▸ **依頼内容**:
掲載文のうち「ウィキペディア(Wikipe」から「責任所在も「みんな」になる。」まで（「責任所在も「みんな」になる。」も含む）を書き直してください。その際、「辞書」を「事典」に変えてください。

▸ **掲載文**:
2008年10月28日火曜日

ウィキペディアで何が起こっているのか 変わり始めるソーシャルメディア信仰

ウィキペディア(Wikipedia)はもちろん自分では良く使っている。何か調べ物をするときにも、使うサイトの1つだし、自分のブログの中で参照したりもする。

ただ、自分が詳しい領域の記事については不正確な内容が掲載されていることなども目にすることも多く、世で言われているウィキペディアの限界のようなものも感じていた。

ウィキペディアで何が起こっているのか 変わり始めるソーシャルメディア信仰」ではそんなウィキペディアの仕組みから運営方針、日米の違い、それらによって生じる数々の問題などが解説されている。いくつかのブログなどで、日本のウィキペディアの運営は米国のそれと違うというようなことも書かれていたのだが、本書でその意味が良くわかった。また、厳密に解釈すると、ウィキペディアの記述を引用したり、さらには当然編集に協力した場合、法的な責任も保持することなるそうだ。これは極端な例であるが、「みんなが一緒に作っている辞書」なので、責任所在も「みんな」になる。

▸ **表示データ**:
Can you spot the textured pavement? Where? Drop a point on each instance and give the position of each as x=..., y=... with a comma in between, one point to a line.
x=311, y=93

▸ **回答文**:
ウィキペディア(Wikipedia)はもちろん自分では良く使っている。何か調べ物をするときにも、使うサイトの1つだし、自分のブログの中で参照したりもする。

ただ、自分が詳しい領域の記事については不正確な内容が掲載されていることなども目にすることも多く、世で言われているウィキペディアの限界のようなものも感じていた。

ウィキペディアで何が起こっているのか 変わり始めるソーシャルメディア信仰」ではそんなウィキペディアの仕組みから運営方針、日米の違い、それらによって生じる数々の問題などが解説されている。いくつかのブログなどで、日本のウィキペディアの運営は米国のそれと違うというようなことも書かれていたのだが、本書でその意味が良くわかった。また、厳密に解釈すると、ウィキペディアの記述を引用したり、さらには当然編集に協力した場合、法的な責任も保持することなるそうだ。これは極端な例であるが、「みんなが一緒に作っている事典」なので、責任所在も「みんな」になる。